Listed records start

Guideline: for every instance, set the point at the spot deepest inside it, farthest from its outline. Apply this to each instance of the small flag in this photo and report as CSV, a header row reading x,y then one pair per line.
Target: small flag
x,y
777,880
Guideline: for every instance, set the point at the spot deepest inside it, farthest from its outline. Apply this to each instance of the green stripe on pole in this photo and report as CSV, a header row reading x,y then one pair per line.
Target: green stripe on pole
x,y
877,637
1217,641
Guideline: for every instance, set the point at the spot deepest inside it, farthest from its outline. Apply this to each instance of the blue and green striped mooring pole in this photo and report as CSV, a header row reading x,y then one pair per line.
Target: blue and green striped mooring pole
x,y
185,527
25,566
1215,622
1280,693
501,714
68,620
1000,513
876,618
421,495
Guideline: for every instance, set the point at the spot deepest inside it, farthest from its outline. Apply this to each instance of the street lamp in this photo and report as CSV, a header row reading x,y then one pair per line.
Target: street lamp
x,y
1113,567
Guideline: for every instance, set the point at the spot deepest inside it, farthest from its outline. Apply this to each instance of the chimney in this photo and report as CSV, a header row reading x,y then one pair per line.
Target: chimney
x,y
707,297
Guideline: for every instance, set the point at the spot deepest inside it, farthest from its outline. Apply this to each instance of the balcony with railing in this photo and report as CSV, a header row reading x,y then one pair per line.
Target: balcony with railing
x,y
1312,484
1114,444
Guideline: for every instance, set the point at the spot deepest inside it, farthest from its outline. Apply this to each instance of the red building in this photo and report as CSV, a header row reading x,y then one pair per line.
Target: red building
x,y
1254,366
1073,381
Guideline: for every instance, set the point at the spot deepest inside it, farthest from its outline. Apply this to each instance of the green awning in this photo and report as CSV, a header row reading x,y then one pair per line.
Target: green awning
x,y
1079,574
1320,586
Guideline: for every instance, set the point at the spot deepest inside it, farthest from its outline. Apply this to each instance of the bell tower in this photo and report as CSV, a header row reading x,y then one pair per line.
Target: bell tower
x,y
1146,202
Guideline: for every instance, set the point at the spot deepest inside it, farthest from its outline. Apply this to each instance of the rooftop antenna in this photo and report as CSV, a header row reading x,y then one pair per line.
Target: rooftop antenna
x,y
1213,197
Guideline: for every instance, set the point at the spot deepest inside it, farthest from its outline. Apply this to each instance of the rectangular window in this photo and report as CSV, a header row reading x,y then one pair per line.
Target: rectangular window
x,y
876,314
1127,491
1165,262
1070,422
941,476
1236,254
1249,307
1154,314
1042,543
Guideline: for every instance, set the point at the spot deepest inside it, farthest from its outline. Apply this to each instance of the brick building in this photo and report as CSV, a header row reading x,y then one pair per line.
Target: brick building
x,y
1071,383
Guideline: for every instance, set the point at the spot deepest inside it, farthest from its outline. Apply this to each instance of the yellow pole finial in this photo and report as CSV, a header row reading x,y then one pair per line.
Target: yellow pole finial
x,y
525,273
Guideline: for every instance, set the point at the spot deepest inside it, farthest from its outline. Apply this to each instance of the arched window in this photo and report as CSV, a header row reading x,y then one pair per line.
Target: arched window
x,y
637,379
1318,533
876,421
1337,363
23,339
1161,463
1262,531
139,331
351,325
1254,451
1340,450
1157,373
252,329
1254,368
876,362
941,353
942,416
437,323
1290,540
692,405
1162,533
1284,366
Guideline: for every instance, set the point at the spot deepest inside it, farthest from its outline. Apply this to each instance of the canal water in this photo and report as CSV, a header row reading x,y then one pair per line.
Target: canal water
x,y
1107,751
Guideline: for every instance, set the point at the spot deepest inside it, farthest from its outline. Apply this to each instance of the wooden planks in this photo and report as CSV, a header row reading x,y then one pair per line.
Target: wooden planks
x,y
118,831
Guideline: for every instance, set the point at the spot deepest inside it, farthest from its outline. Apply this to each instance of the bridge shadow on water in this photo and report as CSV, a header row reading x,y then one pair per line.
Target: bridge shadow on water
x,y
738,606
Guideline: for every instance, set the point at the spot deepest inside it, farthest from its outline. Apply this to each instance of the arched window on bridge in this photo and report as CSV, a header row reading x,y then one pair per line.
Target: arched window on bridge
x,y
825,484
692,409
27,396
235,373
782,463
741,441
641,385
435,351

Listed records end
Listed records start

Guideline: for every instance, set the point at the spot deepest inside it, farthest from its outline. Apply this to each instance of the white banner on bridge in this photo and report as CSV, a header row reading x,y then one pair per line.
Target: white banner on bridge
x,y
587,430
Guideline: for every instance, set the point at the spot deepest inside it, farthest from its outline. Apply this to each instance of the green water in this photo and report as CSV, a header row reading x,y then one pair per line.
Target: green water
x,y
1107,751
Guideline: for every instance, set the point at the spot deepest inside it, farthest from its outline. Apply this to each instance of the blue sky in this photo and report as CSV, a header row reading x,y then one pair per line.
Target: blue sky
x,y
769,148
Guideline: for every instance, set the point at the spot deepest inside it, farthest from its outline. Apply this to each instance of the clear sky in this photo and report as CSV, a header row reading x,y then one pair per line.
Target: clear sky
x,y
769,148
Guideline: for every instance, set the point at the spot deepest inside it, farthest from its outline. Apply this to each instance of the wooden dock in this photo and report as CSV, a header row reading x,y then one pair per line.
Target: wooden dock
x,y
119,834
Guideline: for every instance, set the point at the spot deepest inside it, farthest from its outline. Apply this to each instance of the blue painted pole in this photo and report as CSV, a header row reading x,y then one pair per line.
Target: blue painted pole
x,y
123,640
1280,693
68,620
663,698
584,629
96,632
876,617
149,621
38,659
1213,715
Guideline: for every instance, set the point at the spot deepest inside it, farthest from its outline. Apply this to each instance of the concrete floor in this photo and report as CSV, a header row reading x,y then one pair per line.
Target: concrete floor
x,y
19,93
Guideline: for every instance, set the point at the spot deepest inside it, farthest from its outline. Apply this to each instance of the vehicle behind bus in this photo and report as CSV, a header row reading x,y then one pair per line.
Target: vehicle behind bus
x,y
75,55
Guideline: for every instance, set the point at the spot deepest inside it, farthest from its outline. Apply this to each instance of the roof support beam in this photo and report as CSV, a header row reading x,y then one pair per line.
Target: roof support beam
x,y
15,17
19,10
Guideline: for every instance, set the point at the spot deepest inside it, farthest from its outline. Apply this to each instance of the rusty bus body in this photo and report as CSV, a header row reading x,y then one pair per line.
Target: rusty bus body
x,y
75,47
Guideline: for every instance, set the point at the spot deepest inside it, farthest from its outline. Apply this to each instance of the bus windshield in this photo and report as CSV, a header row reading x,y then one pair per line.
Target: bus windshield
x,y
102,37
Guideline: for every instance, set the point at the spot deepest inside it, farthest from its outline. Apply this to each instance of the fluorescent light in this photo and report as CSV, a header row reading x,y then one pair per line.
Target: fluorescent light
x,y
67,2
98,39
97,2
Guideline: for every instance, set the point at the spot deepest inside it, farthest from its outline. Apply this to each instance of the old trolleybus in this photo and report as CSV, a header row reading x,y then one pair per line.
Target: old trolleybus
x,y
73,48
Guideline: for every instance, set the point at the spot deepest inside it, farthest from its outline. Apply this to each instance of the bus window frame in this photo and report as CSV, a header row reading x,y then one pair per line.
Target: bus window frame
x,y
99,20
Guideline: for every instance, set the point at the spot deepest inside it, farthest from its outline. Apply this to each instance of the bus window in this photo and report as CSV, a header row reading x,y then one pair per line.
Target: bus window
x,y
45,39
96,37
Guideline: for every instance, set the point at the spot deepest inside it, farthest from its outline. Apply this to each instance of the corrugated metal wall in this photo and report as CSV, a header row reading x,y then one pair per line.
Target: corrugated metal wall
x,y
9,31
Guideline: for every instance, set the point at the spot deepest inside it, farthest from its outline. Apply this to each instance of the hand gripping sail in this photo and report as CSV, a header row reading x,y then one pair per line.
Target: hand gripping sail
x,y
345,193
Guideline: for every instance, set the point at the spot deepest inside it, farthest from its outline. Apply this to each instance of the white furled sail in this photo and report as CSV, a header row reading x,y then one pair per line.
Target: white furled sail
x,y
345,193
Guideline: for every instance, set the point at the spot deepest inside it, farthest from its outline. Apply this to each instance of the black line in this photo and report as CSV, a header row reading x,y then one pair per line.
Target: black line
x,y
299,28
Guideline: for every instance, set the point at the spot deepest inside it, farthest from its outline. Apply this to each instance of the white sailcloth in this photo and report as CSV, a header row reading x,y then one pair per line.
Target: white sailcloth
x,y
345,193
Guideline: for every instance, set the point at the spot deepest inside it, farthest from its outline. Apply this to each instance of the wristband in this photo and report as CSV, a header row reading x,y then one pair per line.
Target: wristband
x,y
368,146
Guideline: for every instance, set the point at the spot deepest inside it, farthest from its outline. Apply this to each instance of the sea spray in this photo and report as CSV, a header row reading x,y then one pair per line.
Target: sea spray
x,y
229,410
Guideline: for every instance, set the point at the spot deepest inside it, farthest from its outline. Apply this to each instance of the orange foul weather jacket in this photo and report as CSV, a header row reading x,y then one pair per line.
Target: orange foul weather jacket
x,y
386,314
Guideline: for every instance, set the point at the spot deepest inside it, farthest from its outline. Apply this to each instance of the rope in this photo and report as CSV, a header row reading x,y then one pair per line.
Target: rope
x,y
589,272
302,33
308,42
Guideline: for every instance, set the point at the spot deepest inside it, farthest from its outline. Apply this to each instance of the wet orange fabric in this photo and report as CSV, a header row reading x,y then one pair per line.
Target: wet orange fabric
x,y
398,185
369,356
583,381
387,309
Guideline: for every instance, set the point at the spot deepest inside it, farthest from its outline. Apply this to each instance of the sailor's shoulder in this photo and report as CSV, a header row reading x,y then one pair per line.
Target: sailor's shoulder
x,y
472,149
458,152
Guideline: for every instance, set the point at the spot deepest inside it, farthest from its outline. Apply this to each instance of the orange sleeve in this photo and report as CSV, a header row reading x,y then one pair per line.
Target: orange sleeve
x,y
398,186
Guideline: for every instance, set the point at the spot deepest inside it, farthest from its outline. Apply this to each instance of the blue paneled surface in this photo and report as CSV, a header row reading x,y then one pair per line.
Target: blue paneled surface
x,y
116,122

Listed records end
Listed records start

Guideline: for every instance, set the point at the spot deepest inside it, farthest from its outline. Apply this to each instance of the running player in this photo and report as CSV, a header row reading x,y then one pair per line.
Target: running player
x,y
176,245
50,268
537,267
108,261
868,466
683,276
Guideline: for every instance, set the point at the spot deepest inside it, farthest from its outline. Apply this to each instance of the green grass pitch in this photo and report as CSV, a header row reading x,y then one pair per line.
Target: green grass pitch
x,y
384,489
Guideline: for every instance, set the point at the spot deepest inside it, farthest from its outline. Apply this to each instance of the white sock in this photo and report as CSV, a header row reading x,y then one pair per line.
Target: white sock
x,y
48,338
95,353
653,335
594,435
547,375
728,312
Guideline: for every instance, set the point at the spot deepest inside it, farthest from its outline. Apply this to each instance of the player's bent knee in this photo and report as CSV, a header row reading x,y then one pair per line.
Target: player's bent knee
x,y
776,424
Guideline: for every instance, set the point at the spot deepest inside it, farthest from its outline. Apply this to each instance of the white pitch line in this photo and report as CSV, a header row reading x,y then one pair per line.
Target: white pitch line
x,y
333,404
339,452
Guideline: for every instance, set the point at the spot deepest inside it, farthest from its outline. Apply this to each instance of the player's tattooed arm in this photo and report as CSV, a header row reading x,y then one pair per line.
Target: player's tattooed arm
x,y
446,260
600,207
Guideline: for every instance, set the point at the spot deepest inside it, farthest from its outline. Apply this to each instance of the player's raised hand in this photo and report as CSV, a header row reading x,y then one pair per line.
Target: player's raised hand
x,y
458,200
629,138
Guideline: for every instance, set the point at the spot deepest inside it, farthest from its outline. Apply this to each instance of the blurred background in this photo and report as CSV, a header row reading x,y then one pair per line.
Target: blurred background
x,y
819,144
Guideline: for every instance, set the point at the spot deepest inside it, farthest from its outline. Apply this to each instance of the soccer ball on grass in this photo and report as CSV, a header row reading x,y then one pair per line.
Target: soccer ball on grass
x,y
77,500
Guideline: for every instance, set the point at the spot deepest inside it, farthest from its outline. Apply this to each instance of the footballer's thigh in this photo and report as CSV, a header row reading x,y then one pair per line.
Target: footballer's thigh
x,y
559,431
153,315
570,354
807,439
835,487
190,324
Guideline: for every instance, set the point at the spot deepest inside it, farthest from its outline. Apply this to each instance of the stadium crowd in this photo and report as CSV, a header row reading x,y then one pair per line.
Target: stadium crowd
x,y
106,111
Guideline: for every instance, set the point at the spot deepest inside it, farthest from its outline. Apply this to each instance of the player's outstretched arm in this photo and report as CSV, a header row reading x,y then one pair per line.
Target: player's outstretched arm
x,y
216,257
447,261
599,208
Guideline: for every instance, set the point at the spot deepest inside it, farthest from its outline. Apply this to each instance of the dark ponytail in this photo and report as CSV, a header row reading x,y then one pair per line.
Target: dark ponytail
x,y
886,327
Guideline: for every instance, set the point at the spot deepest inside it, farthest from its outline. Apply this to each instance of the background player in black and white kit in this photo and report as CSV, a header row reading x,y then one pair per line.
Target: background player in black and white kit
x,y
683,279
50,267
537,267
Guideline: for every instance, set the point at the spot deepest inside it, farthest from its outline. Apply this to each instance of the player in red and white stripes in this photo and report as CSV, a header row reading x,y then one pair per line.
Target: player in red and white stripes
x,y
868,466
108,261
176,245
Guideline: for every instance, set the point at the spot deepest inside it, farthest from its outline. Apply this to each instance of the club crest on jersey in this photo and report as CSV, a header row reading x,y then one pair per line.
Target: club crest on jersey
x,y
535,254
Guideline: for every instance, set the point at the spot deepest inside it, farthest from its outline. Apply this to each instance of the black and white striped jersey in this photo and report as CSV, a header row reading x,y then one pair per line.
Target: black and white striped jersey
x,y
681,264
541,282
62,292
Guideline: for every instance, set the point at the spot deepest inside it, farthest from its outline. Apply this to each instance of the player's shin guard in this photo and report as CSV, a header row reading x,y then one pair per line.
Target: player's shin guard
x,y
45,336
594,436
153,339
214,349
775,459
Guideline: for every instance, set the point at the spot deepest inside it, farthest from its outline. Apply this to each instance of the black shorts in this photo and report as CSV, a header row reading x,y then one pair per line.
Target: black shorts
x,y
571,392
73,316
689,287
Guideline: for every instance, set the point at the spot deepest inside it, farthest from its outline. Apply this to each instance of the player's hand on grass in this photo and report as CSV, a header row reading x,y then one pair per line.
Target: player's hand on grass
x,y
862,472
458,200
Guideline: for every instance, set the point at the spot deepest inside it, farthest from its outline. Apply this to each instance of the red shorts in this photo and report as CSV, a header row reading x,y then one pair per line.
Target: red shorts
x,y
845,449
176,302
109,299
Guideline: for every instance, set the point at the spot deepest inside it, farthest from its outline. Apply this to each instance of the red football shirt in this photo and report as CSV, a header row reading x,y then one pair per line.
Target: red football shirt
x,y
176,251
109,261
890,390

Listed records end

▸ **Task brief**: Which lines in the records above contain the string "stadium"? Collect every one of them, treating a difference in capitalization as a mismatch.

▸ **Expected answer**:
Guideline: for every instance, set the point at the spot deepest inside it, farthest from its outline. Apply this to each instance of the stadium crowd in this photo and report as CSV, a header row reading x,y then one pair per line.
Target: stadium crowd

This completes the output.